> _Text passage_
..............................

They Might be Pet-Fish, Threadfin or Whiptail Breams;

Family Nemipteridae

Robert Fenner

As an olde timey content provider to both the ornamental aquatics business and hobby interest, as well as the dive/travel adventure genre, it’s been an ongoing quandary as to why some groups of fishes are so heavily focused on for captive use, while others… beautiful, graceful, abundant, easy to catch and sturdy in holding/shipping and housing fail to be used. I like to label this phenomenon the founder (or flounder) effect: Folks know what they know, but aren’t aware of what they don’t know. Hence the hunt for what is “on the list” and leave out anything else that isn’t.

            This is really a great shame; as a cursory look at references like Fishbase.org will show that there are some 33,400 described species of fishes. Of these, perhaps 1,800 are used annually in any numbers as ornamentals, the majority by far freshwater. In fact some half of marine fishes used in the trade comprises a mere dozen species.

            Here it is my intention to introduce you to groups of fishes, mostly by family, that are largely regarded as unworthy of aquarium use. Yes; there are risk-takers in the trade that will import and sell them from time to time, but basically these species are ignored by the trade… out of ignorance mainly.

            The Nemipterid Breams are a delightful mix of tropical shallow water Percoid (advanced bony) fishes; always interesting to come upon while out diving; and a treat to see when kept in captivity. They’re never super-abundant, being found singly; but not hard to collect, and quite sturdy as aquarium specimens.

..............................

> _Information supplied_
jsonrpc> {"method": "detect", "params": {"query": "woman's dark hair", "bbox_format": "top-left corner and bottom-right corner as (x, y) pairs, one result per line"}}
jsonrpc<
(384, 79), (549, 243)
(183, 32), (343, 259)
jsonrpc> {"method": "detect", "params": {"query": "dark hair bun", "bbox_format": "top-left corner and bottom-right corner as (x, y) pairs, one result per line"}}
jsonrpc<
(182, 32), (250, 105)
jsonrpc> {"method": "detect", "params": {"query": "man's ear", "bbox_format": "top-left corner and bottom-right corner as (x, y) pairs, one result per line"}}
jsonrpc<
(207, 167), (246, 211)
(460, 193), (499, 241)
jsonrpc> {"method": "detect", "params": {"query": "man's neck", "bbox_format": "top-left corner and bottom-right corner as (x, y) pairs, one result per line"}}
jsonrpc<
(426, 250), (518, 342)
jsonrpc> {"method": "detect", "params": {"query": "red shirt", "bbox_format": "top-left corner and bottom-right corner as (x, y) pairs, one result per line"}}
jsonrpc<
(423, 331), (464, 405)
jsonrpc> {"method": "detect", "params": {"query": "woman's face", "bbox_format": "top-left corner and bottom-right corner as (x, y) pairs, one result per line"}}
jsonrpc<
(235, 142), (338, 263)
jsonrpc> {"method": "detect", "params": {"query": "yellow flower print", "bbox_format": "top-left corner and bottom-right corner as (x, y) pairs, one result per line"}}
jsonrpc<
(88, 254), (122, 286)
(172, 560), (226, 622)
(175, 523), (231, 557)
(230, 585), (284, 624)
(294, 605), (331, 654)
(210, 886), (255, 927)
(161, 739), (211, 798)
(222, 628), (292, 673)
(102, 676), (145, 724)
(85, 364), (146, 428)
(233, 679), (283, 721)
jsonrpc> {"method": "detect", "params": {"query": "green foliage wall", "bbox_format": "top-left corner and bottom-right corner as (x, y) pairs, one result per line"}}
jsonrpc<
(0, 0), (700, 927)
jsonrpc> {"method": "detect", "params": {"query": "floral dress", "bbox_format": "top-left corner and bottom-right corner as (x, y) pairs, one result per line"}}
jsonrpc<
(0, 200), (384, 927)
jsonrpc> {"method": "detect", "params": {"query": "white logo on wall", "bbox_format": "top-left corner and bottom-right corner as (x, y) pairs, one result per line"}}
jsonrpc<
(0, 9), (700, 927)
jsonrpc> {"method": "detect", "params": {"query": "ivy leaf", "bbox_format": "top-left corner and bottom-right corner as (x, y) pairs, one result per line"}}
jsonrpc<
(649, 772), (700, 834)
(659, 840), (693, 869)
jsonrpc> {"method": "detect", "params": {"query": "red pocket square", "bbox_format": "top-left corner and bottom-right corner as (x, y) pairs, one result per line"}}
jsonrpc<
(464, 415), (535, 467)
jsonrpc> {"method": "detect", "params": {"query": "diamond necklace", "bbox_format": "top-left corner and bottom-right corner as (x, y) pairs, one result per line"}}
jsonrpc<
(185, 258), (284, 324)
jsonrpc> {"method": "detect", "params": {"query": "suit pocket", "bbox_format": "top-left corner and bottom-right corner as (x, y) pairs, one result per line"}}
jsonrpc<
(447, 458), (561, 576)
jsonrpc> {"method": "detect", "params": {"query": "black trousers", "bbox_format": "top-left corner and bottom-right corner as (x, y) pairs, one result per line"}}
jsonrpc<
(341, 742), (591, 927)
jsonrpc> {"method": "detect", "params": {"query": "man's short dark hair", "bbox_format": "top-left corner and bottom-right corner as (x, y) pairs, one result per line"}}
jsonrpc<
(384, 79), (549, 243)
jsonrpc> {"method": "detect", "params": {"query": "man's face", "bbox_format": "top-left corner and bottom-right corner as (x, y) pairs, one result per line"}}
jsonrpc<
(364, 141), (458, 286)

..............................

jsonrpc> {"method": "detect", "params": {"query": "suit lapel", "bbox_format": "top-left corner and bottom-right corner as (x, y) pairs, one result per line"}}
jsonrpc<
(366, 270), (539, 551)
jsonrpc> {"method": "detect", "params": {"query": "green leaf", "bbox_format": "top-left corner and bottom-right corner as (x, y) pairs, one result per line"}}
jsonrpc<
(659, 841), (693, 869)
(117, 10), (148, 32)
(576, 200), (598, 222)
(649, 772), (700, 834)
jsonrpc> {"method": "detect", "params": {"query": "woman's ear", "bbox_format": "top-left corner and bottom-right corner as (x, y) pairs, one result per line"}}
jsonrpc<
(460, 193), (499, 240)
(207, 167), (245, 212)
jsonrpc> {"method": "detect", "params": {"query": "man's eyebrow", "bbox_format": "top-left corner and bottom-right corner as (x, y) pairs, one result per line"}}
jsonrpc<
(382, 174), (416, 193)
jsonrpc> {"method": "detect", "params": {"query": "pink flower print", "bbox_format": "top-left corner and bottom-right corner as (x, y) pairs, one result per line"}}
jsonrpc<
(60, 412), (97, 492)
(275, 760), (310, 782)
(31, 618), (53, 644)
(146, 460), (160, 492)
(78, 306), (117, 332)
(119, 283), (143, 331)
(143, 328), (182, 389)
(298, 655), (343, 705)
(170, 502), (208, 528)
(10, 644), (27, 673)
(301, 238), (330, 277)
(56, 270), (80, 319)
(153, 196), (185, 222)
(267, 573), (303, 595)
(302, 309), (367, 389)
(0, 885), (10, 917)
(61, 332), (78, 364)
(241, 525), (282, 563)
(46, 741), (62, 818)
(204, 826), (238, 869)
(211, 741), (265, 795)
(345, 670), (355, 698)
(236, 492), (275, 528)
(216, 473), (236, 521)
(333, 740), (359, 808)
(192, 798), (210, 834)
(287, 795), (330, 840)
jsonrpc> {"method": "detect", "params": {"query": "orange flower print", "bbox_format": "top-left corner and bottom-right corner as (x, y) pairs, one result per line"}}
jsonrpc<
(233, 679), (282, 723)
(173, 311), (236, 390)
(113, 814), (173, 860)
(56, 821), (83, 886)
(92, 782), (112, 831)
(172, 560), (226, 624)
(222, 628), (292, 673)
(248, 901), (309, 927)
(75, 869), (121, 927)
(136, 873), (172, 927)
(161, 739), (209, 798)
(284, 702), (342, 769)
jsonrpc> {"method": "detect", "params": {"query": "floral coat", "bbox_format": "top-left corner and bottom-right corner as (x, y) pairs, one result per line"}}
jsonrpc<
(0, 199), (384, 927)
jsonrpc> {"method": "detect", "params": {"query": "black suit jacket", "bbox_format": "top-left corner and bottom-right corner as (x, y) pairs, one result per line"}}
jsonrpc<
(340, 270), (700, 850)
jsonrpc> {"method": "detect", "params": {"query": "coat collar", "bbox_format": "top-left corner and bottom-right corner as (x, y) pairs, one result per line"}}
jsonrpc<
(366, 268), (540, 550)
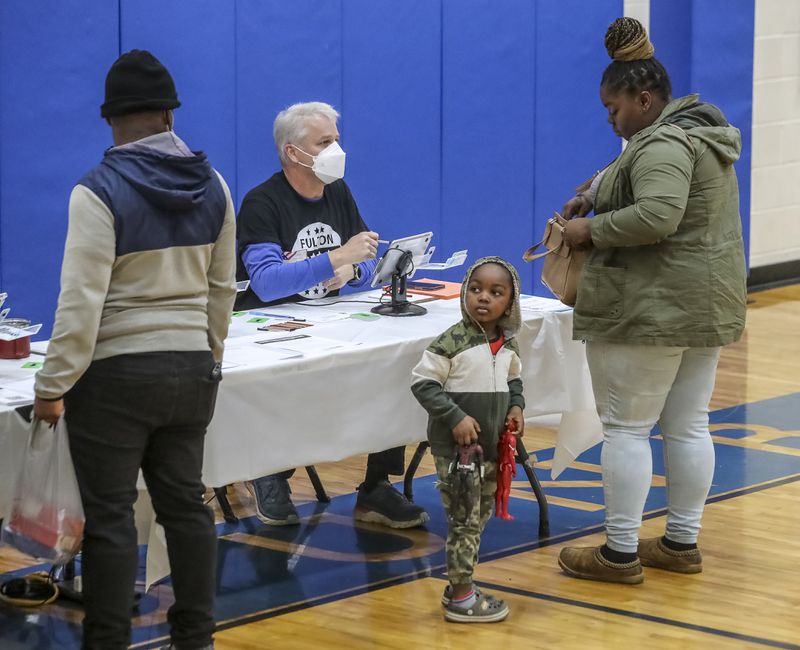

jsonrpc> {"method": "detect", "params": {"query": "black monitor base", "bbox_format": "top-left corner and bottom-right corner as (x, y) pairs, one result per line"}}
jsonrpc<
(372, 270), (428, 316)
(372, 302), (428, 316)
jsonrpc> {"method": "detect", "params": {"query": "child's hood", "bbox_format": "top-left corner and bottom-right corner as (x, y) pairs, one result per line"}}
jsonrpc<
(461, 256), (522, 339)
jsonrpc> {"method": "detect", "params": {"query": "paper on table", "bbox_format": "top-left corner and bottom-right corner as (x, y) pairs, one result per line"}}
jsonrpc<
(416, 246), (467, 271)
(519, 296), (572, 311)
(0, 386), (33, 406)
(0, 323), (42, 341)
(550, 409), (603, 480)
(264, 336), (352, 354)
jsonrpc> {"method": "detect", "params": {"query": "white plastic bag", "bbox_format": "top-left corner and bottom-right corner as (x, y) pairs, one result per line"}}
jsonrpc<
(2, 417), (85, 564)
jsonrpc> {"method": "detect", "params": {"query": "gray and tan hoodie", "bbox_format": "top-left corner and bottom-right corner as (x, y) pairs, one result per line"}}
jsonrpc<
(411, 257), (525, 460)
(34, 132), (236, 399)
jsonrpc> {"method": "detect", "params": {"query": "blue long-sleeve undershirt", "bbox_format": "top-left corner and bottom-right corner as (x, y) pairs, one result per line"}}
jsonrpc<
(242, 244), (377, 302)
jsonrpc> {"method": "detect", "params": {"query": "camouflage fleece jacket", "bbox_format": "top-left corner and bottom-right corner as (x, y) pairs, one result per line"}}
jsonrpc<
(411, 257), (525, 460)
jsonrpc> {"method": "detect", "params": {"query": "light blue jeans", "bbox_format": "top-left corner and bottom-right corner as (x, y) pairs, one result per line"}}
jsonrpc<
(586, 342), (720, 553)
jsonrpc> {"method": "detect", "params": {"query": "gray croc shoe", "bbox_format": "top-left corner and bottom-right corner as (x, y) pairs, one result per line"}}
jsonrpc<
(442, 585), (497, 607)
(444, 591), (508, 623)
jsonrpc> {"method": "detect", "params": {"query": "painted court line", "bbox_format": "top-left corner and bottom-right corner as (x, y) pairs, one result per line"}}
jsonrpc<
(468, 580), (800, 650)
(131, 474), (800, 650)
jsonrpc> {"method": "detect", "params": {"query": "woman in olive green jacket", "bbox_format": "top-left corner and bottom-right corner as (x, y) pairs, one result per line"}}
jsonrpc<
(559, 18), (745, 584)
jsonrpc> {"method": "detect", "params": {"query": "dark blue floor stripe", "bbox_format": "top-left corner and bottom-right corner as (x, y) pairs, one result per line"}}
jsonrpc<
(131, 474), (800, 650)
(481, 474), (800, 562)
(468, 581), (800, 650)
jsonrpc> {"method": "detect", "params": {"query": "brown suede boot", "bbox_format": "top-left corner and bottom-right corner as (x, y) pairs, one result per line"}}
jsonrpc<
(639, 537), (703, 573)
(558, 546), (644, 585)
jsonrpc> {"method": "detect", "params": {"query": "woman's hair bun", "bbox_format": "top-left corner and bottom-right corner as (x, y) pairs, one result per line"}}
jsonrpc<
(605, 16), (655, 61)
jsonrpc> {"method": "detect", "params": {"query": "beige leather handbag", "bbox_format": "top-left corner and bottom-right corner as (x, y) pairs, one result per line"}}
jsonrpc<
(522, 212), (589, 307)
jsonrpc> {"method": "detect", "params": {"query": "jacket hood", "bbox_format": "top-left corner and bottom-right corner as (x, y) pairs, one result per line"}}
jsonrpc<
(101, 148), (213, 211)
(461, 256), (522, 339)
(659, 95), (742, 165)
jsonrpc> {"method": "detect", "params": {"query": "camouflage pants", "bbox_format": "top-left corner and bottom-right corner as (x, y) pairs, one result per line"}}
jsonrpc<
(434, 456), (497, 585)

..............................

> _Things to do_
**A)** Say whether each statement below agrees with the article on threadfin breams. Answer yes or no for each, and quote the words of the article that decide it.

(i) About 33,400 species of fishes have been described.
(ii) Most of the species used as ornamentals each year are marine.
(iii) Nemipterid Breams are usually found in large groups.
**B)** Filter the records so that only the lines containing the string "face" remain, and copy each of those lines.
The article and the records are unrelated to each other.

> _Responses per task_
**A)**
(i) Yes: "there are some 33,400 described species of fishes."
(ii) No: "the majority by far freshwater."
(iii) No: "being found singly"

**B)**
jsonrpc> {"method": "detect", "params": {"query": "woman's face", "bbox_format": "top-left corner and bottom-right corner as (x, y) pairs, one result per line"}}
jsonrpc> {"method": "detect", "params": {"query": "man's face", "bbox_format": "top-left corner and bottom-right corner as (x, y) pairs, one result per line"}}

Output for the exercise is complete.